Items from a dataset:
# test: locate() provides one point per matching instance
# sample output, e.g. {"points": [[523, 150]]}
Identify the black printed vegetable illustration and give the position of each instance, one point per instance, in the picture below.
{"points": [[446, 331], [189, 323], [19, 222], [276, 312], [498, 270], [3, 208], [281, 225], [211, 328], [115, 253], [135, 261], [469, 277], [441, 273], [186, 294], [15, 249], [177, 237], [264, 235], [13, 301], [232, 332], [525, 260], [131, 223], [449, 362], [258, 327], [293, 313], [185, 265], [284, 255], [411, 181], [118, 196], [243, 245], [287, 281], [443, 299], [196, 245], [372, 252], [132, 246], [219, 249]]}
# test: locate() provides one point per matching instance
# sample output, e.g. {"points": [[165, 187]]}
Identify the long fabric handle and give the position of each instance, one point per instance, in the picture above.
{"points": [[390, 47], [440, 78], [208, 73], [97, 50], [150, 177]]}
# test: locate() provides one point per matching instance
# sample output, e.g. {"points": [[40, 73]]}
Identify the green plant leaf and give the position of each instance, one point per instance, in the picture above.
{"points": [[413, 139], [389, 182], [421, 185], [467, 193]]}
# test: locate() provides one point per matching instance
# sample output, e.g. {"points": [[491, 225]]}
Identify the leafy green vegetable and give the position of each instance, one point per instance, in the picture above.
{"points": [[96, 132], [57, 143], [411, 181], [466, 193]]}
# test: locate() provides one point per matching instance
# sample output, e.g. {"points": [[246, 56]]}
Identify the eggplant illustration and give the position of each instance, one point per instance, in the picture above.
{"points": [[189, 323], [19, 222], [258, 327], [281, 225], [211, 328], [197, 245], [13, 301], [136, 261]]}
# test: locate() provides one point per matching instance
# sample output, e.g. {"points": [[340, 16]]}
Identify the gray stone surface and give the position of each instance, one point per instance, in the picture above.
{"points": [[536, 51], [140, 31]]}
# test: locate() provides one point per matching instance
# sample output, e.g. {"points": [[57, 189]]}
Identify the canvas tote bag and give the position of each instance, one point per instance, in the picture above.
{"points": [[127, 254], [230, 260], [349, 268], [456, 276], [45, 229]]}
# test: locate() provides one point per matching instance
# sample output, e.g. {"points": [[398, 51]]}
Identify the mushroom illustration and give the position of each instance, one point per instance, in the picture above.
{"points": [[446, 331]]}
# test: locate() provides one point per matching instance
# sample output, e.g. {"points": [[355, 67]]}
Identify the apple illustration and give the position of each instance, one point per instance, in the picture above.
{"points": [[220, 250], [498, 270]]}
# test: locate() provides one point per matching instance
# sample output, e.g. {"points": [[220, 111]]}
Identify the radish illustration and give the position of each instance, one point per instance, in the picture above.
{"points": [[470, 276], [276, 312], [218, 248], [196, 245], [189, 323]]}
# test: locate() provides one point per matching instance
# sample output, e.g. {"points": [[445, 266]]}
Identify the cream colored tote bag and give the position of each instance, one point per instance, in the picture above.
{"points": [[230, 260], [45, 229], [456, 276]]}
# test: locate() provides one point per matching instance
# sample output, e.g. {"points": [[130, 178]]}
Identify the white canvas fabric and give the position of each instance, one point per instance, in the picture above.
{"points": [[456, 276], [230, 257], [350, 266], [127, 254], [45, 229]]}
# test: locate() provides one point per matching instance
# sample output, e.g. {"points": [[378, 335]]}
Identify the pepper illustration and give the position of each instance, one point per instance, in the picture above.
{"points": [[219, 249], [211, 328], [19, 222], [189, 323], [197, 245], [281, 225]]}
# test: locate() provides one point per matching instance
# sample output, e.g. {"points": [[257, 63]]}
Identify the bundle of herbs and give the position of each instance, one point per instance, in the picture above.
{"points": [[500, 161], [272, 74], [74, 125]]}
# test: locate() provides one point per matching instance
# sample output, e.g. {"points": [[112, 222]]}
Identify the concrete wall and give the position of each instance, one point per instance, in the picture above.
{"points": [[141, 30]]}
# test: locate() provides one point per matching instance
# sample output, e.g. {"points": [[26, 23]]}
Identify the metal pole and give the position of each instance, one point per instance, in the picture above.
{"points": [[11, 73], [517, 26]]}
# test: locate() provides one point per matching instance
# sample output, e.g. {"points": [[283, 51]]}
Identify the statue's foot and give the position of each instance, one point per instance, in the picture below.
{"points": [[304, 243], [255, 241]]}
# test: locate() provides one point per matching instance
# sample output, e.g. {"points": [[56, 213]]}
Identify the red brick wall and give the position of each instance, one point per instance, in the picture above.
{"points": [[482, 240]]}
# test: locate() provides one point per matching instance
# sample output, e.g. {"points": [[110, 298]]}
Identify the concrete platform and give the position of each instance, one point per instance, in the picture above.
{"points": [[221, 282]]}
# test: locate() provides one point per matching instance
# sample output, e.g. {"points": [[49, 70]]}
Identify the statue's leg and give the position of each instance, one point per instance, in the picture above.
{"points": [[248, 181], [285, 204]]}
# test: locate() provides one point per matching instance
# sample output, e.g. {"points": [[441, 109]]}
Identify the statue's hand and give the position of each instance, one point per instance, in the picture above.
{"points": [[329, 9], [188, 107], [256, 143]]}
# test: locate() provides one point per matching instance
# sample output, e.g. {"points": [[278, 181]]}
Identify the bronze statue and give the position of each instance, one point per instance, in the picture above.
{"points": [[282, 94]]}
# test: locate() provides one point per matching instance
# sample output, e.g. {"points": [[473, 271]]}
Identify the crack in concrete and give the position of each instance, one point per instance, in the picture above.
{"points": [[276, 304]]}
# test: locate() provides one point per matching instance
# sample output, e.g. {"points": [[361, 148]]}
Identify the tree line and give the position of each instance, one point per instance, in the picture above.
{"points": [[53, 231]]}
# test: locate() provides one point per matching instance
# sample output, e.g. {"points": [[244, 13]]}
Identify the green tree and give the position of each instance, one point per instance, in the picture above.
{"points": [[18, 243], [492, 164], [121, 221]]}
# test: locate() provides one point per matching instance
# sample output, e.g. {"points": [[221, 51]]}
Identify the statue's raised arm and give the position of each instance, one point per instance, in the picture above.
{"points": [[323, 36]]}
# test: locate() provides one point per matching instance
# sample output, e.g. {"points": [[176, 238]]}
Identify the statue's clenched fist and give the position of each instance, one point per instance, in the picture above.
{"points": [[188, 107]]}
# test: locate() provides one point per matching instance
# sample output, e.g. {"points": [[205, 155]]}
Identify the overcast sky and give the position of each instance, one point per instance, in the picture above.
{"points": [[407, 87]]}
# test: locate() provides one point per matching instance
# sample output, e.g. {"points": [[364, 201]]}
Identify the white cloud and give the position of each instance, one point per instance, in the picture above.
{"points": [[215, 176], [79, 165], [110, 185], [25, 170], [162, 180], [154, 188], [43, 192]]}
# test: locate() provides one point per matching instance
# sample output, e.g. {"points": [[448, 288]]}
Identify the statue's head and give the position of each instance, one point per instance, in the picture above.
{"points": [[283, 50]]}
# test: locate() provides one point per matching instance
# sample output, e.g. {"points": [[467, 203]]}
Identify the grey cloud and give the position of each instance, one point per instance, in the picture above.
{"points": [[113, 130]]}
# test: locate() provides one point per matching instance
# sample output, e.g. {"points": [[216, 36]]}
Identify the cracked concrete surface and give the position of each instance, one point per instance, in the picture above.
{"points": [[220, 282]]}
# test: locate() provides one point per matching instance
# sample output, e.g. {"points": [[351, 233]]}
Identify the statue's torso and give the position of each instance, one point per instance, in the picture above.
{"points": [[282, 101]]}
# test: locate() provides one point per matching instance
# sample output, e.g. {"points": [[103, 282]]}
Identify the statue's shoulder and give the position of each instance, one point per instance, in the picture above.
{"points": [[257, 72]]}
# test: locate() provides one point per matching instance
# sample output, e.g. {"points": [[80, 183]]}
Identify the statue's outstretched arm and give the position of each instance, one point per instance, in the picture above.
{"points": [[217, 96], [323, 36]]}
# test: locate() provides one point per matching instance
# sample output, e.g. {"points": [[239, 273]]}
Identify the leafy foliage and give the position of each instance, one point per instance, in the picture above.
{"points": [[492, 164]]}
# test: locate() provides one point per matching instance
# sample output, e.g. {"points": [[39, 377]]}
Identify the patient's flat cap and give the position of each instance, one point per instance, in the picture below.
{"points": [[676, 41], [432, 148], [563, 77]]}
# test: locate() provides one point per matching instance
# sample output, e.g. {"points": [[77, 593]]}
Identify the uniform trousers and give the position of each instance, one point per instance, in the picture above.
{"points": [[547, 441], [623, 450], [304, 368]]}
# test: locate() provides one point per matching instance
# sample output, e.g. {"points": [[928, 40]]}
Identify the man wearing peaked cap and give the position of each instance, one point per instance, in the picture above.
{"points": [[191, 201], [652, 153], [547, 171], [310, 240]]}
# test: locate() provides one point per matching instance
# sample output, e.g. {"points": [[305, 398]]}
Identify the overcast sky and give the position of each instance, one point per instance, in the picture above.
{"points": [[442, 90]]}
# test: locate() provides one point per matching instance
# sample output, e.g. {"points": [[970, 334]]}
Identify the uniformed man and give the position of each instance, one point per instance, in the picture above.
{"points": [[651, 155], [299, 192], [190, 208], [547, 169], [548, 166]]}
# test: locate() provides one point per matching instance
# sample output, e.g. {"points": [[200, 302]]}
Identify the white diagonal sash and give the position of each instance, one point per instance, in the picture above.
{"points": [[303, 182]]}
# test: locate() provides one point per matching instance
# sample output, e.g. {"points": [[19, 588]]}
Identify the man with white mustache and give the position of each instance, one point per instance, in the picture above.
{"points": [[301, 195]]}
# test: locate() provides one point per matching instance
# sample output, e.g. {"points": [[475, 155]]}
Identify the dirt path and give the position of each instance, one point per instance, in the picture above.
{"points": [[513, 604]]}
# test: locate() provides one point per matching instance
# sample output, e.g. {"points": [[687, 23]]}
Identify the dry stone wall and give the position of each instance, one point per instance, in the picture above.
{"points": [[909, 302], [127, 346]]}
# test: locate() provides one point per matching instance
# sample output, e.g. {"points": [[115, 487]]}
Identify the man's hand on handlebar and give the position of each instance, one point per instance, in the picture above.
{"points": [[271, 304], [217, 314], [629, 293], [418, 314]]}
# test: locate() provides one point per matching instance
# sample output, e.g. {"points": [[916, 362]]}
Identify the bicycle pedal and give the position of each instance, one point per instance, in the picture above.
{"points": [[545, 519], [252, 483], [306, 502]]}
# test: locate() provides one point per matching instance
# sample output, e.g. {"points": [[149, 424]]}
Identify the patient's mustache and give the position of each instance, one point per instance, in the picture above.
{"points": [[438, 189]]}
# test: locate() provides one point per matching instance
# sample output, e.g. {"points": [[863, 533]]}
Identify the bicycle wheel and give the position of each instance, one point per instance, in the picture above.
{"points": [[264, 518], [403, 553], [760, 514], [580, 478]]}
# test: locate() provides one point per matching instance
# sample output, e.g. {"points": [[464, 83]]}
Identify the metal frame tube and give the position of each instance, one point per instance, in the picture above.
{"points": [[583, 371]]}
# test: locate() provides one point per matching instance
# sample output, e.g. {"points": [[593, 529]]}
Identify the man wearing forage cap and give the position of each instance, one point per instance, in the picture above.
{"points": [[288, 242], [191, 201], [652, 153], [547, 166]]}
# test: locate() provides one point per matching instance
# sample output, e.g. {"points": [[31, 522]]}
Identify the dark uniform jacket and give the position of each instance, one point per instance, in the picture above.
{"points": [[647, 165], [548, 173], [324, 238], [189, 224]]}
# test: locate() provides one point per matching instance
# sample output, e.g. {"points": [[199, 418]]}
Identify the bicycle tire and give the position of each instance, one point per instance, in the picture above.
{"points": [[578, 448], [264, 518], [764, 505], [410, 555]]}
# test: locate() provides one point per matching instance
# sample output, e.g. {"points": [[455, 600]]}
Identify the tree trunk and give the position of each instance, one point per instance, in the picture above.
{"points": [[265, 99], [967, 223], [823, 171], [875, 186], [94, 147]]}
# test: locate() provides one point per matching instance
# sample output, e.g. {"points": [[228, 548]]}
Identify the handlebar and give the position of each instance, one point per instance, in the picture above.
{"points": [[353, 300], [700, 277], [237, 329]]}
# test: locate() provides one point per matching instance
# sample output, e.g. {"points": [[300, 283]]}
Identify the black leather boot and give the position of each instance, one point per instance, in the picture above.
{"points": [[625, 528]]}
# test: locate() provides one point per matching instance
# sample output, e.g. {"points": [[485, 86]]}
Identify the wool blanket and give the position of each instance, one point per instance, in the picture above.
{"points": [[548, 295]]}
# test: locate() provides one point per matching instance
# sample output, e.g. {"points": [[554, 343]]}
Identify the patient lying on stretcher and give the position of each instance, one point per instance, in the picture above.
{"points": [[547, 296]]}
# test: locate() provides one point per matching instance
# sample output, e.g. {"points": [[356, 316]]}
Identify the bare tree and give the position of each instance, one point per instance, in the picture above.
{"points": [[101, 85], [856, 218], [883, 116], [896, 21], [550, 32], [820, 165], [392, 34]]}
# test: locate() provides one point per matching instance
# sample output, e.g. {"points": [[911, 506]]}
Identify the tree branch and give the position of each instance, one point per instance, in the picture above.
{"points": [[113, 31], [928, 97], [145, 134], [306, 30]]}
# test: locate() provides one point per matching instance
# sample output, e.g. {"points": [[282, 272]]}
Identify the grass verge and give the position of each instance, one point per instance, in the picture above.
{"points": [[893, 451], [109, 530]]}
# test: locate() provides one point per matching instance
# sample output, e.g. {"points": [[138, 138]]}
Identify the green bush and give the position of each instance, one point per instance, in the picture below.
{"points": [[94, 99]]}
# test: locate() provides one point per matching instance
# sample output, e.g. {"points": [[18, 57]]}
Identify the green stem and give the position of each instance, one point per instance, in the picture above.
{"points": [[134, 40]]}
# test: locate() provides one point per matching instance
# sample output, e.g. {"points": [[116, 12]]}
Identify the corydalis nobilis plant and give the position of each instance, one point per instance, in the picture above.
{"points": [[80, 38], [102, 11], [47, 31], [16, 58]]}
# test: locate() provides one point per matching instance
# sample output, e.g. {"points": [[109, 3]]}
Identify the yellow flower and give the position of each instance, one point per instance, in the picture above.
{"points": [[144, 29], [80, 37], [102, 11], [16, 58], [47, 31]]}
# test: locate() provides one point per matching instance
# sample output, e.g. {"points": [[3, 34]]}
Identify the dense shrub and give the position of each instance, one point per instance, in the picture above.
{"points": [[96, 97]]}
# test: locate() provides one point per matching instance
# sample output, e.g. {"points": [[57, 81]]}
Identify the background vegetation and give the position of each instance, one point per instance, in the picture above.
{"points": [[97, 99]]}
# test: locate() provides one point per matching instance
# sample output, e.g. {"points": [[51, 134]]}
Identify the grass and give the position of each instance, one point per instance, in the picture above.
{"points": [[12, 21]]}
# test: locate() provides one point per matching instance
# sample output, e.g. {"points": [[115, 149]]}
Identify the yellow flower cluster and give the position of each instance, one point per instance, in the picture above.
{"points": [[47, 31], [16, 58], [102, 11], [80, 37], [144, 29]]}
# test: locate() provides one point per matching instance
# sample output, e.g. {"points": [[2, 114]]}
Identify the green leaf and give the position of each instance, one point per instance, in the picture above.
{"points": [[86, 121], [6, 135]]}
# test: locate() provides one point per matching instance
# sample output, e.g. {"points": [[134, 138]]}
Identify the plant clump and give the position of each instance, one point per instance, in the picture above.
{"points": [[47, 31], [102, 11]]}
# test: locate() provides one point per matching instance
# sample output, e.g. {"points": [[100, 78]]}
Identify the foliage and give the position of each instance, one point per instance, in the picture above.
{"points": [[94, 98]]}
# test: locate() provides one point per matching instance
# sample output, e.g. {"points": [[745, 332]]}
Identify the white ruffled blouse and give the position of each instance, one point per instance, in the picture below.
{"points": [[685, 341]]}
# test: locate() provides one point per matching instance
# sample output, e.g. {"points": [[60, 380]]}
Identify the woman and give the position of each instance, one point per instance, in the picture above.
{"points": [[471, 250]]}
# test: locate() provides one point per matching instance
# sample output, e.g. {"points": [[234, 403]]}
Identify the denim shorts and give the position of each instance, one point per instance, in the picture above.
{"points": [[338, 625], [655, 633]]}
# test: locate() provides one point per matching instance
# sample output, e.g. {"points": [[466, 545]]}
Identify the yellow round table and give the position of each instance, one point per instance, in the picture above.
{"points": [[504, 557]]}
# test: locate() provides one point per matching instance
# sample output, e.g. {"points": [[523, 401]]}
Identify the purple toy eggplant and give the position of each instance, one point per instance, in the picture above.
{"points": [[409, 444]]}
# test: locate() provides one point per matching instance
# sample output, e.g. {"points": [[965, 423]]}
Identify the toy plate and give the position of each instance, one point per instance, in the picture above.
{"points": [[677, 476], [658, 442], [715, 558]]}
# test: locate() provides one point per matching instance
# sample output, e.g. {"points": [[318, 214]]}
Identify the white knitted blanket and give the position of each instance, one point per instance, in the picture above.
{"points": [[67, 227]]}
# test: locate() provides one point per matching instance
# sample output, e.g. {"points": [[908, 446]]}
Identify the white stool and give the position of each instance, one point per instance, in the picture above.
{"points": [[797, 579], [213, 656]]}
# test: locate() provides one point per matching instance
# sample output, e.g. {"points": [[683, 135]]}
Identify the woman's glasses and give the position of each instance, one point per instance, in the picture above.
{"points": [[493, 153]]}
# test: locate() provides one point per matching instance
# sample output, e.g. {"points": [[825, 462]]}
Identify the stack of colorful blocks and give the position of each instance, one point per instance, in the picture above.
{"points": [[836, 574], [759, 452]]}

-- Directions --
Return every line of the data above that contains the word "concrete". Case counts.

-- Task output --
Identify the concrete wall and give the position of each instance, one point per instance, in the picture above.
Identify the concrete platform and give the position of each instance, one point per instance, in the picture above.
Identify the crack in concrete and give the position of each instance, one point per instance, in the picture above.
Identify the cracked concrete surface and give the position of each instance, one point per instance, in the picture above.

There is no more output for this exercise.